# Short problem:
Quote the lines from the start of the material through the line that contains "an example of", including both ends, and leave the pictures out of your answer.

Annotation records:
+++++
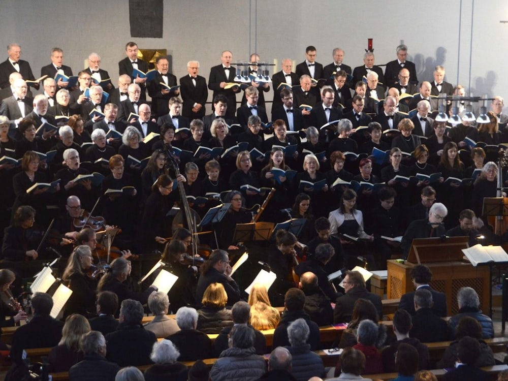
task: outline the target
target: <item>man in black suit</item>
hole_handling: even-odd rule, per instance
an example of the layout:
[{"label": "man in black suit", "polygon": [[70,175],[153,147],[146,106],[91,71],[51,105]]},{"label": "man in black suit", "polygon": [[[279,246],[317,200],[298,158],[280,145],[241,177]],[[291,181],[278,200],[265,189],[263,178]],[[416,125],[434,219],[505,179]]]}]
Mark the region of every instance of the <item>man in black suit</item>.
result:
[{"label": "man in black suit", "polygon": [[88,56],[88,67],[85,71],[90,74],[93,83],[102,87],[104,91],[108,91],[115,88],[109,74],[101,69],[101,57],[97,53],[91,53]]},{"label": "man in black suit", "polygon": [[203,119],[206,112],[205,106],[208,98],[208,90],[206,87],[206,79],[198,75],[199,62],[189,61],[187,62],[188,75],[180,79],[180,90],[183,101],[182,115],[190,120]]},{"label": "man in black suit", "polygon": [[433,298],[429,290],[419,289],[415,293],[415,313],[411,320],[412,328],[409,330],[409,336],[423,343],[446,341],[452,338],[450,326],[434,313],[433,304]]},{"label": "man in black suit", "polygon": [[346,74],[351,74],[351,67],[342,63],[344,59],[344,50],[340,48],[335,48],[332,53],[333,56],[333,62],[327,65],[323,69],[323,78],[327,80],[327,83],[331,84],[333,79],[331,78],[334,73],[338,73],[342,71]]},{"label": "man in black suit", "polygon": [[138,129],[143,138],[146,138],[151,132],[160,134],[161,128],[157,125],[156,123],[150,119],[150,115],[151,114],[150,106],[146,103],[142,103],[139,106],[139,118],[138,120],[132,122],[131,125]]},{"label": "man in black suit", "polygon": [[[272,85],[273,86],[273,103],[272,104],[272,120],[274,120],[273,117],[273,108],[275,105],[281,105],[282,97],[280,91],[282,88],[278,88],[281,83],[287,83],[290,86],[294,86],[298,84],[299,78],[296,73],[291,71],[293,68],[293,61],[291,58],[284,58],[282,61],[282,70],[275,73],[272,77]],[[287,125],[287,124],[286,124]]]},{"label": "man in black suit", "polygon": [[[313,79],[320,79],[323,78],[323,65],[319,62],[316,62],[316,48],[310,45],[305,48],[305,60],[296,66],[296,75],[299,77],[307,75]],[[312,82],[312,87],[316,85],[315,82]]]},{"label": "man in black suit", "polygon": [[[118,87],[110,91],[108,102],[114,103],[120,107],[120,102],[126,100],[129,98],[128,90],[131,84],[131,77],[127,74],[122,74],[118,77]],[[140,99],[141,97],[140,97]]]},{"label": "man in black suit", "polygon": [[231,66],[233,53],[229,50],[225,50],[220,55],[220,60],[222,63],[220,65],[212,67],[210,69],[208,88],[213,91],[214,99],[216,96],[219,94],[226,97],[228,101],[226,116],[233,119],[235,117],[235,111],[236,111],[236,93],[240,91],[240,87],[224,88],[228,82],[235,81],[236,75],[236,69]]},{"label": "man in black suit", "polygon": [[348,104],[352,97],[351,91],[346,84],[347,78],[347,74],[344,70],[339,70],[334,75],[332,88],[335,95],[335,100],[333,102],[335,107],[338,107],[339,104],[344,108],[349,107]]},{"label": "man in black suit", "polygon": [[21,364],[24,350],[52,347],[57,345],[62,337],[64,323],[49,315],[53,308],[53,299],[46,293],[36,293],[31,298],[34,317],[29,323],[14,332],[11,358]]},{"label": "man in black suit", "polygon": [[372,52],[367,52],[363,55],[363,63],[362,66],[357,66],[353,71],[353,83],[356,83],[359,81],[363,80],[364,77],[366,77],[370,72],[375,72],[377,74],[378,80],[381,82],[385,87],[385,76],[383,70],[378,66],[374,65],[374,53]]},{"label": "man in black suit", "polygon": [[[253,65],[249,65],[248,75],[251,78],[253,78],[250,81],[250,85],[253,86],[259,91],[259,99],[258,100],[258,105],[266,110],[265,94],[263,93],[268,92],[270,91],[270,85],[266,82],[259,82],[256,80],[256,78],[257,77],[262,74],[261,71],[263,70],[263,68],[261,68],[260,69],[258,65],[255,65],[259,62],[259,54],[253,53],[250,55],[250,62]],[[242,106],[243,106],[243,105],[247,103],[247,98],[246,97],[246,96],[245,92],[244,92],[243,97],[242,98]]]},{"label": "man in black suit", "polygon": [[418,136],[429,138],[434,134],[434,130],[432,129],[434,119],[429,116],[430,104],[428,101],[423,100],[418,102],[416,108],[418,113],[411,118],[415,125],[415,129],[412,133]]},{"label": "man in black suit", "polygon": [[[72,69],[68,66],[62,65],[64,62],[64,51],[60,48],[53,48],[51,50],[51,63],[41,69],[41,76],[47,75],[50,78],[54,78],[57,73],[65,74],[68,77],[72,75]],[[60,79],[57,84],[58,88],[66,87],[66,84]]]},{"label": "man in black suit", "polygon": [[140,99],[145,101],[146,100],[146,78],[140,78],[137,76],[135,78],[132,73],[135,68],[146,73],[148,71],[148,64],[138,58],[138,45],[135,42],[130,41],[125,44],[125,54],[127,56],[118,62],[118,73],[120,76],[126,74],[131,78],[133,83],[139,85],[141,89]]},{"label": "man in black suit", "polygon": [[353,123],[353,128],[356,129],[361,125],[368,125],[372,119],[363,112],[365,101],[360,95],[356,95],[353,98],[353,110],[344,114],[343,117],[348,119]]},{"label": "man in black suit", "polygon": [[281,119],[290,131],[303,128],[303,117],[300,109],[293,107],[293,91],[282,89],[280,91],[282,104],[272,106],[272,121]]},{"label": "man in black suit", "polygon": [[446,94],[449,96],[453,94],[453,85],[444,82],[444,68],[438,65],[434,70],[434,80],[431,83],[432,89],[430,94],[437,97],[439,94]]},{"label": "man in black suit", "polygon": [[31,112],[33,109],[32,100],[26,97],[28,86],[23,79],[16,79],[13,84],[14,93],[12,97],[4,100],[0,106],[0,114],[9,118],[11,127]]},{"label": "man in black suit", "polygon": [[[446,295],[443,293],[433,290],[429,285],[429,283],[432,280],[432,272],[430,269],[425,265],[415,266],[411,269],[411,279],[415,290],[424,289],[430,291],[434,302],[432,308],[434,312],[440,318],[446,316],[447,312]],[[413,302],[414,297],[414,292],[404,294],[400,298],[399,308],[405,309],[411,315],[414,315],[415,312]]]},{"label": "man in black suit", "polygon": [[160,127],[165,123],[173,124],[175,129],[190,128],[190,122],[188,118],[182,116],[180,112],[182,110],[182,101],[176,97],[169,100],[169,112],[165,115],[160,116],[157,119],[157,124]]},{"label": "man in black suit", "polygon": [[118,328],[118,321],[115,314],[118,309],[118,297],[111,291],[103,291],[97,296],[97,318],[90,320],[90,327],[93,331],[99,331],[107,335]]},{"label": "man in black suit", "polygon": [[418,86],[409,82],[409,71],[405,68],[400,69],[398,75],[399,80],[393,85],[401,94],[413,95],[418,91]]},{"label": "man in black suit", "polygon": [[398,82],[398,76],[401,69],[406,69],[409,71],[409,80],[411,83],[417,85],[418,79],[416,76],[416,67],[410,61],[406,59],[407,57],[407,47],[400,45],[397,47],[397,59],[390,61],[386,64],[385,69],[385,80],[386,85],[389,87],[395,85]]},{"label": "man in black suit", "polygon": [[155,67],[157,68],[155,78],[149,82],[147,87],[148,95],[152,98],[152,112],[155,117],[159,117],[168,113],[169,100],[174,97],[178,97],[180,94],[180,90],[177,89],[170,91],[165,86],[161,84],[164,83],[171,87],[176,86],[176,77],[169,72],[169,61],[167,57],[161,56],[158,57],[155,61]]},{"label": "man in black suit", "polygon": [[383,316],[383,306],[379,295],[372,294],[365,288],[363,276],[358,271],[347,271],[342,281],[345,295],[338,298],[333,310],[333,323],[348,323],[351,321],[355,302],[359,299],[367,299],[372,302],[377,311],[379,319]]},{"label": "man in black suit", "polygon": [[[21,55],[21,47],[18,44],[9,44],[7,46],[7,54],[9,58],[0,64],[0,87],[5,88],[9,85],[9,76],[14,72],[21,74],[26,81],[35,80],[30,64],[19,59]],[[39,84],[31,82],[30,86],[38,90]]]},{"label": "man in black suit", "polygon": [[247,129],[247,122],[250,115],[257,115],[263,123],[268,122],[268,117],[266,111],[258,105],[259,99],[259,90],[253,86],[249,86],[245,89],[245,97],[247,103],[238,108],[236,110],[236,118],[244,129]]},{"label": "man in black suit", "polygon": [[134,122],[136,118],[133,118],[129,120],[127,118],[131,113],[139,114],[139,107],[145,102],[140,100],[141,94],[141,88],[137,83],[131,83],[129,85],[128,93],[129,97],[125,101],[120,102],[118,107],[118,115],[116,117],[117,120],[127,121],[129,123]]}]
+++++
# Worked solution:
task: outline the target
target: <item>man in black suit</item>
hole_handling: even-odd rule, per instance
an example of the layout:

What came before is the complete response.